Collection entries:
== == ==

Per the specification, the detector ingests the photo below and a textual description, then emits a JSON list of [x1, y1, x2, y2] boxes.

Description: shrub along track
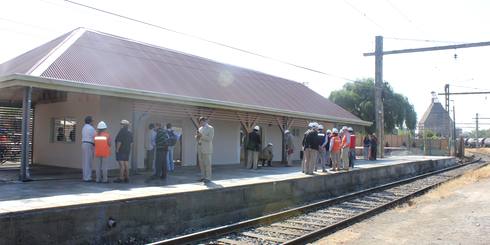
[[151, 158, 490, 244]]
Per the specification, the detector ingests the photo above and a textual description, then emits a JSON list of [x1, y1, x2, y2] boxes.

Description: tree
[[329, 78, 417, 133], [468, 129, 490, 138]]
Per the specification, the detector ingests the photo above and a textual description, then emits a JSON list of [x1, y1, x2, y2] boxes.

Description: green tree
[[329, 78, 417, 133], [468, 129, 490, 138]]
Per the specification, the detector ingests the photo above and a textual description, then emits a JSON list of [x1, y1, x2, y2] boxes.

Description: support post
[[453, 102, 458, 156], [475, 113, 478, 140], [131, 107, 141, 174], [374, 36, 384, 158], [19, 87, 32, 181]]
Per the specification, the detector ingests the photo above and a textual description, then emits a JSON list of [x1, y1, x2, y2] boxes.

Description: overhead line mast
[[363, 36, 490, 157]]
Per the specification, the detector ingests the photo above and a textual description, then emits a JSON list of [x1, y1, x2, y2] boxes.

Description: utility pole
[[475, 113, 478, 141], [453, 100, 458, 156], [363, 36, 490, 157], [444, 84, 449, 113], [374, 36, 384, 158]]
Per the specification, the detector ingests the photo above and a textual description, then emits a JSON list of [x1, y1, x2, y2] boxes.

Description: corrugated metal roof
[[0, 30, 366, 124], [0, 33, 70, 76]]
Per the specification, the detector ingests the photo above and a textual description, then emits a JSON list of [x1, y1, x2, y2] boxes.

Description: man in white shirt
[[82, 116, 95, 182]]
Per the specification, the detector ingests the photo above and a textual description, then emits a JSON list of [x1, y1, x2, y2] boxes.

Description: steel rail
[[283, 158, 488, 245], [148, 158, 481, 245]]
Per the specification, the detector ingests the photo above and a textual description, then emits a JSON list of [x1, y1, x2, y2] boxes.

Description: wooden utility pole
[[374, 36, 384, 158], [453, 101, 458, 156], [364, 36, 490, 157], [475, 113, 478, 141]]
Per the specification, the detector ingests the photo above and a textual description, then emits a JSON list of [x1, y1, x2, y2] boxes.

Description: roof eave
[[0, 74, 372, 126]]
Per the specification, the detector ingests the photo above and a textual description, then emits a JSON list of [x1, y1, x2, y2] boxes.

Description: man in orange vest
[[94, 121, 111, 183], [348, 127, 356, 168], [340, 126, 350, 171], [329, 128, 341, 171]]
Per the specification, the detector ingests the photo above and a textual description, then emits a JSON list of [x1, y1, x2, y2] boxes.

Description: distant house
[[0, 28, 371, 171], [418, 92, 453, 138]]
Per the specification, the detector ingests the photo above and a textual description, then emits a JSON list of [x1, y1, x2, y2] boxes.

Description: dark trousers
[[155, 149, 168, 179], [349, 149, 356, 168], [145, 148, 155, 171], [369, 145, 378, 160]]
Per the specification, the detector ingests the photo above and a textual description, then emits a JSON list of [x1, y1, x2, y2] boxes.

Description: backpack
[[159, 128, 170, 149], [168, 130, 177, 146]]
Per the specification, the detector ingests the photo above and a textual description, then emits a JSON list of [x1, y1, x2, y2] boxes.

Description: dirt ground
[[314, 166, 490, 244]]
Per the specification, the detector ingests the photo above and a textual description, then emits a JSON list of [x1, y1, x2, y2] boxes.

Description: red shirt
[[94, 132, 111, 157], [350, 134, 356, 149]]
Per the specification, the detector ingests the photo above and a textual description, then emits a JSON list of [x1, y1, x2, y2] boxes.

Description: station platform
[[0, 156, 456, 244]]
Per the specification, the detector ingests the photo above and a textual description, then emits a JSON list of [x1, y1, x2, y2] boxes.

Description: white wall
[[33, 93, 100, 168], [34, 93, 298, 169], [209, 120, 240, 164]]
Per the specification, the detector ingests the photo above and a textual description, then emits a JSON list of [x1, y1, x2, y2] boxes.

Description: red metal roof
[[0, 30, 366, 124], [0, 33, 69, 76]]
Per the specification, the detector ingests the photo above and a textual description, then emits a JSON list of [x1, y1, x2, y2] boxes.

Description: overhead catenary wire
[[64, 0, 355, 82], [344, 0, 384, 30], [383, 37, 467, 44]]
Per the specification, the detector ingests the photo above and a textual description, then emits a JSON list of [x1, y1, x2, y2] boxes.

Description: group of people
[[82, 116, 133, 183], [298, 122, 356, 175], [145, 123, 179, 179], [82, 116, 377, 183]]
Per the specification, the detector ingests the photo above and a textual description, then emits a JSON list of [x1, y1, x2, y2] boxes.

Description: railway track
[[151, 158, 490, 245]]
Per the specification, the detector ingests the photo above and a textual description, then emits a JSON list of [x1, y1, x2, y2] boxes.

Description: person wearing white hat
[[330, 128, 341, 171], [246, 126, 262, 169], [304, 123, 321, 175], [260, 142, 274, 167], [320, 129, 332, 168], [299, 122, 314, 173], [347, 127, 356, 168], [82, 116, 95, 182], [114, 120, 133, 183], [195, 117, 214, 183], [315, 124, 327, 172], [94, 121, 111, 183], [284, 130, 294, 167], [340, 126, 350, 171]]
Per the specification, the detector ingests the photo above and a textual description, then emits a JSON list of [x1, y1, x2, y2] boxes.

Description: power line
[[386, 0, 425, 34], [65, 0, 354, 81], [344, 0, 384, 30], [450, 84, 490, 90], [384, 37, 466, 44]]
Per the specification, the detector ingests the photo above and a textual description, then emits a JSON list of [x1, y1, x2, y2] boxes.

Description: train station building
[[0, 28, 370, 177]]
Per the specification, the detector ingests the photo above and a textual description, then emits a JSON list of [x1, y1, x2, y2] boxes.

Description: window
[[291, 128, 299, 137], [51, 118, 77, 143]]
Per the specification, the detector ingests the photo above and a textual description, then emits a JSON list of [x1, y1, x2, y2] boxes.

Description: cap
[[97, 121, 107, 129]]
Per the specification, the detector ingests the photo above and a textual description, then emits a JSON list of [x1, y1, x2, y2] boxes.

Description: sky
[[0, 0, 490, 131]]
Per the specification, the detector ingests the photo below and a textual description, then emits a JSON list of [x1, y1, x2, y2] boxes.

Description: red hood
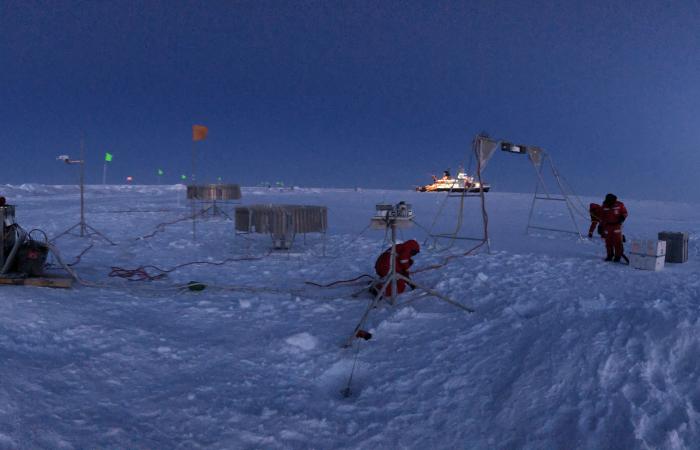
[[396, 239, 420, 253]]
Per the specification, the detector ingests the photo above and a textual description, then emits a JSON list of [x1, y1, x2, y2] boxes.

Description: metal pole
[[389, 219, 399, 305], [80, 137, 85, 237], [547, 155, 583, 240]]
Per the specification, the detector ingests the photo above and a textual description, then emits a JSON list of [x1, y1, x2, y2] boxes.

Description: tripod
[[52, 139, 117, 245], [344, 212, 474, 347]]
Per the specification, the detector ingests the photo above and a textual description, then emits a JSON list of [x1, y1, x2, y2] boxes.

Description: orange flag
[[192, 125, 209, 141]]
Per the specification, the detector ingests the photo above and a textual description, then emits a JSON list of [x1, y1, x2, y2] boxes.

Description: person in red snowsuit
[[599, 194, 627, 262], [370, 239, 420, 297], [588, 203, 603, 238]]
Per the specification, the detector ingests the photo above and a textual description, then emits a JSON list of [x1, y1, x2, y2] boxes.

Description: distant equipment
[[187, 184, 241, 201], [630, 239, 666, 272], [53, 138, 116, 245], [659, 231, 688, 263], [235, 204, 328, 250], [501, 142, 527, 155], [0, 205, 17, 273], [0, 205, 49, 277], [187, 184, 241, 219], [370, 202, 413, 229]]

== == ==

_THE EXERCISE_:
Add 7 to every bounding box coordinate and write out the listing in full, from its beginning down through the line containing "[[82, 116, 95, 182]]", both ends included. Leave the pictures out.

_SOLUTION FOR THIS PROBLEM_:
Per the specification, the detector ingests the photo below and a textual description, then emits a JSON list of [x1, y1, x2, y2] boxes.

Description: shrub along track
[[158, 165, 497, 251]]
Per the specification, the detector ingests the photo above and a textual description, then emits a JSON list of [x1, y1, x2, y2] boxes.

Description: tree
[[336, 85, 424, 140], [475, 136, 497, 145]]
Per the specification, the detector ingests the photo above and a textual description, then emits a JSON list of [x1, y1, x2, y2] boxes.

Description: green tree
[[336, 85, 424, 140], [475, 136, 497, 145]]
Per the specification, the detector ingests the photo above and a textual description, then emits a JSON list of [x1, y1, x2, y2] boxes.

Description: support post
[[460, 109, 465, 163], [482, 120, 485, 147], [138, 114, 148, 181], [381, 43, 391, 165], [26, 94, 39, 188]]
Per the specification, the detector ingests the photo above and a textual description, then emits a JSON list of [x1, y1, x2, y2] boxes.

Description: overhead line mast
[[370, 43, 497, 164]]
Per the specification, the detector ingests the photo above and a textual description, then emits a JSON list of [x1, y1, x2, y2] boxes.

Description: utility pole
[[482, 120, 485, 148], [460, 107, 465, 163], [370, 43, 497, 164], [451, 91, 456, 120], [381, 43, 391, 165]]
Per the specification, the detector ingests the photo above and a textual description, then emits a JSON list of [x1, y1, x2, y2] boxes.

Description: corrugated metal roof
[[7, 37, 373, 131], [7, 40, 77, 83]]
Per the specification, the detector ingests the photo above and a textual description, then emits a JSON list of [x1, y1, x2, y2] boxes.

Description: man in white shirt
[[89, 123, 102, 189]]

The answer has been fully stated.